Data records: Begin
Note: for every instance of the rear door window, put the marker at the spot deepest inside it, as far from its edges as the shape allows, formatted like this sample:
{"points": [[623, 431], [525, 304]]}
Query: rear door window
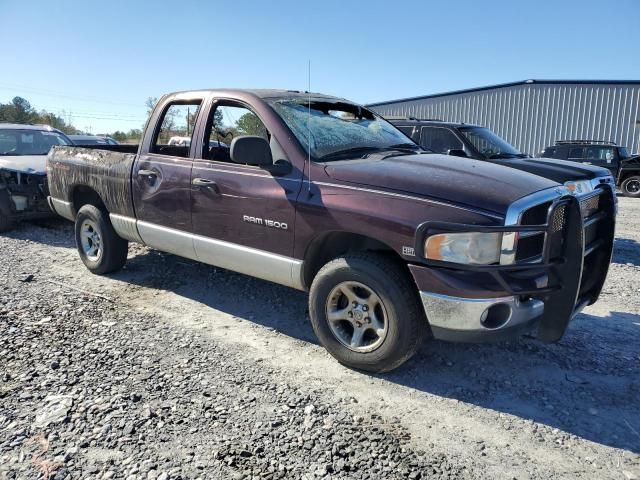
{"points": [[439, 140], [576, 154]]}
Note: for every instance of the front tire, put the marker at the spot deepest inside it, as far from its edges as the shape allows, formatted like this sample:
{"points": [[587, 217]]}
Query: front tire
{"points": [[366, 312], [631, 187], [100, 248], [6, 223]]}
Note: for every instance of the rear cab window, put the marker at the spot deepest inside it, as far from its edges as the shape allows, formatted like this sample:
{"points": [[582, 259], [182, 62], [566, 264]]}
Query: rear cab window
{"points": [[175, 130], [600, 154], [228, 120]]}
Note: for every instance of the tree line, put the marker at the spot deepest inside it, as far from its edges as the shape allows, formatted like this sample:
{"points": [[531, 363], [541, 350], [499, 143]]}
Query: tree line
{"points": [[19, 110]]}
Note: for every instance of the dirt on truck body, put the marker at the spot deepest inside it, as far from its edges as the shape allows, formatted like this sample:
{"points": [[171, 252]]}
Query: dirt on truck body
{"points": [[394, 244]]}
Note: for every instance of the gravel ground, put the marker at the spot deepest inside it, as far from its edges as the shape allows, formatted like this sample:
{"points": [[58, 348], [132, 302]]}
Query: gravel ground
{"points": [[171, 369]]}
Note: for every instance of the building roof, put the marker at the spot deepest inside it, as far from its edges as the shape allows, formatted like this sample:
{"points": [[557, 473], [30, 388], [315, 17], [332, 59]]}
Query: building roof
{"points": [[27, 126], [263, 93], [511, 84]]}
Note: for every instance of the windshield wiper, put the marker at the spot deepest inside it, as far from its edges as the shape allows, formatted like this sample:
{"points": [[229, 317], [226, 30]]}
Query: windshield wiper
{"points": [[406, 146], [496, 156], [350, 151]]}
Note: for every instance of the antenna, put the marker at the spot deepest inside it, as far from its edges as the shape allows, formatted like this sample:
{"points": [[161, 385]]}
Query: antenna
{"points": [[308, 122]]}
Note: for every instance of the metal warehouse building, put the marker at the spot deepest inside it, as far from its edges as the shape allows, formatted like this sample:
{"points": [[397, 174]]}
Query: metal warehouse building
{"points": [[532, 114]]}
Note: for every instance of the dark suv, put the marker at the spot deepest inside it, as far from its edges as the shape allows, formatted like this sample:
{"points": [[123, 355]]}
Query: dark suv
{"points": [[480, 143], [624, 168]]}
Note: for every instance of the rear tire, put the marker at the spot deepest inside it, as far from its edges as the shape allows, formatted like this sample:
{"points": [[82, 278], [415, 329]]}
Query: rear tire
{"points": [[100, 248], [365, 311], [631, 187]]}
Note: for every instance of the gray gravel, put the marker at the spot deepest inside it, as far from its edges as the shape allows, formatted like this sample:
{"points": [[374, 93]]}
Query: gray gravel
{"points": [[172, 369]]}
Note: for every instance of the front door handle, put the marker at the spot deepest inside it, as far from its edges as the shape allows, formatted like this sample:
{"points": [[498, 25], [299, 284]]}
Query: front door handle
{"points": [[150, 175], [206, 184]]}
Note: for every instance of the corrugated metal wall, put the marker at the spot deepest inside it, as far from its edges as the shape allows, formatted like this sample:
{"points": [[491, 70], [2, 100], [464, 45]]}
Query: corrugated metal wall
{"points": [[532, 116]]}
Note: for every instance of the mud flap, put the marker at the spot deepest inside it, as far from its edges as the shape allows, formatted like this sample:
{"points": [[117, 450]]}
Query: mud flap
{"points": [[567, 246], [6, 204]]}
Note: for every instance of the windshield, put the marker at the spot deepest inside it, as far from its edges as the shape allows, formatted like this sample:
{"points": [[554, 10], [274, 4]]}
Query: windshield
{"points": [[489, 144], [29, 142], [338, 130]]}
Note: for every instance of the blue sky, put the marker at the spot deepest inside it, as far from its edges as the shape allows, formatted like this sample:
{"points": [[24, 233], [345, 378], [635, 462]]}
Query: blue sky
{"points": [[99, 61]]}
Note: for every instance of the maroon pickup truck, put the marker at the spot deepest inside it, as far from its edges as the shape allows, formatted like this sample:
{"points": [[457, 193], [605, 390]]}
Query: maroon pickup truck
{"points": [[317, 193]]}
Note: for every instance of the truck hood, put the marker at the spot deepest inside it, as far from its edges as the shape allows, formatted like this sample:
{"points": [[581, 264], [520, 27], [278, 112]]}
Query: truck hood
{"points": [[34, 164], [558, 170], [457, 180]]}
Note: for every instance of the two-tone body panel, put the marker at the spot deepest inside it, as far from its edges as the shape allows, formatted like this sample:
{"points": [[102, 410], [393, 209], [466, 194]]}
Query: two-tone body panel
{"points": [[283, 224]]}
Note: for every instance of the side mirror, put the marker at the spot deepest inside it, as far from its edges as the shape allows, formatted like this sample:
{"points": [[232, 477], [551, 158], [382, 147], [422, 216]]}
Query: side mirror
{"points": [[457, 152], [251, 150]]}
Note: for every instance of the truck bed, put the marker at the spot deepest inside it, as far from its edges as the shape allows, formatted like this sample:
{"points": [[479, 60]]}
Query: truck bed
{"points": [[104, 170]]}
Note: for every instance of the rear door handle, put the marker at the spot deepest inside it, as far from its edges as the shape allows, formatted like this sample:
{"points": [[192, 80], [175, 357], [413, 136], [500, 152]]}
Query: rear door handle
{"points": [[150, 175], [206, 184]]}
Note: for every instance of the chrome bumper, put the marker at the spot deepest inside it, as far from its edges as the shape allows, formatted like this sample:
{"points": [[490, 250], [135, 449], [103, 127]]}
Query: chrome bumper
{"points": [[470, 319]]}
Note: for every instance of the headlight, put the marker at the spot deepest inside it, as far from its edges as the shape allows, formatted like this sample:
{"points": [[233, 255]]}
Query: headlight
{"points": [[578, 187], [472, 248]]}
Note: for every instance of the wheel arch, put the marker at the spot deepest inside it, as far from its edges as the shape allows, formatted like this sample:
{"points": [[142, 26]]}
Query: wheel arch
{"points": [[330, 245], [83, 195]]}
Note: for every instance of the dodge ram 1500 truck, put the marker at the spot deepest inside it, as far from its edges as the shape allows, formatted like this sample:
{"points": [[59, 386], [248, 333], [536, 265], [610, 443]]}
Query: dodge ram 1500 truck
{"points": [[320, 194]]}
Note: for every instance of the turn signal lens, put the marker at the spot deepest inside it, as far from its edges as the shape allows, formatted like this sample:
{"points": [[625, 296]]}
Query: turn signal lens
{"points": [[471, 247]]}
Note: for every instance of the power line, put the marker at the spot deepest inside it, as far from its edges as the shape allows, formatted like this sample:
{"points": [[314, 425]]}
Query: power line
{"points": [[53, 93]]}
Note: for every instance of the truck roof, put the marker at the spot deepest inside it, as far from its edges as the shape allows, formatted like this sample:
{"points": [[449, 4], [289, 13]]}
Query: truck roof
{"points": [[263, 93], [427, 121], [27, 126]]}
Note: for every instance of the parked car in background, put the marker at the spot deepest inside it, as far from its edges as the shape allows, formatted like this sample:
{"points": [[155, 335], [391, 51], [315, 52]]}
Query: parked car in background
{"points": [[474, 141], [321, 194], [23, 157], [92, 140], [624, 168]]}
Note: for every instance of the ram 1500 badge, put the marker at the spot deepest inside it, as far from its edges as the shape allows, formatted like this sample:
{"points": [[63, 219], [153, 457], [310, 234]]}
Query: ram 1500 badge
{"points": [[393, 244]]}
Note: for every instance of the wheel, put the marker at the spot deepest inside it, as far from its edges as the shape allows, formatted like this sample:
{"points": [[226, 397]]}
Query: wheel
{"points": [[366, 312], [100, 247], [631, 187], [6, 223]]}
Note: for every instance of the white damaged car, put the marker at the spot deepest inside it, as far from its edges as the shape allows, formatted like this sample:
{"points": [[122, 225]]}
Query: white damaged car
{"points": [[23, 174]]}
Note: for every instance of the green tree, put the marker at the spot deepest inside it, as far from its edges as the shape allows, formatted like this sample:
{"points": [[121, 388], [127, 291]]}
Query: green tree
{"points": [[250, 124], [150, 104]]}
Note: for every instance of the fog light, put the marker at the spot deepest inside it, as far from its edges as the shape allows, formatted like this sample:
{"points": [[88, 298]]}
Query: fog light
{"points": [[496, 316]]}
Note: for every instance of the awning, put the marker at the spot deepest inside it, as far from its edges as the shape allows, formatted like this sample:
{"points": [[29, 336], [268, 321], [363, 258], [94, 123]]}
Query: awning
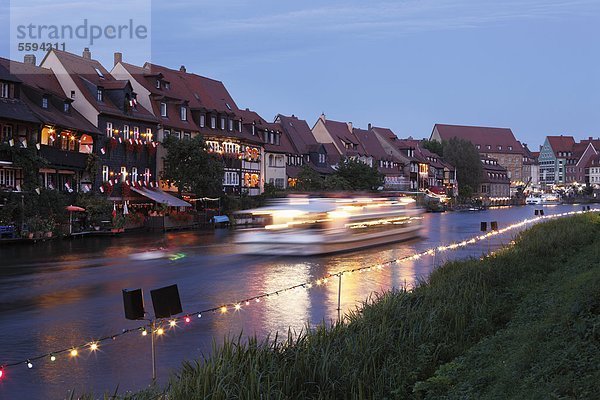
Data records: End
Task brief: Output the data above exactly, beginning at its first line and ending with the line that holds "Note: for every instance of the tree". Leave out the pictures and add nothing.

Task solution:
Note: for every instance of the rear door window, put the marker at the spot deepest inside it, as far from its edges as the shape allows, formatted like this sample:
{"points": [[623, 431], [525, 304]]}
Query: rear door window
{"points": [[439, 140], [576, 154]]}
Note: for every instance of the front tire, put the marker at the spot deepest inside it, as far from its edges as the shape allows, formatted like this sample:
{"points": [[587, 217]]}
Query: front tire
{"points": [[366, 312], [631, 187], [100, 248], [6, 223]]}
Note: for every instance of the rear cab window, put the marker at the spot deepest inside it, as far from its edges as the shape allows, formatted like this sample:
{"points": [[582, 259], [182, 62], [566, 264]]}
Query: rear cab window
{"points": [[175, 130], [600, 154], [228, 120]]}
Note: for every instance of the tree line, put the marker at the spot deepest inside it, as far from its edges as the shape allows, formatted like this sample:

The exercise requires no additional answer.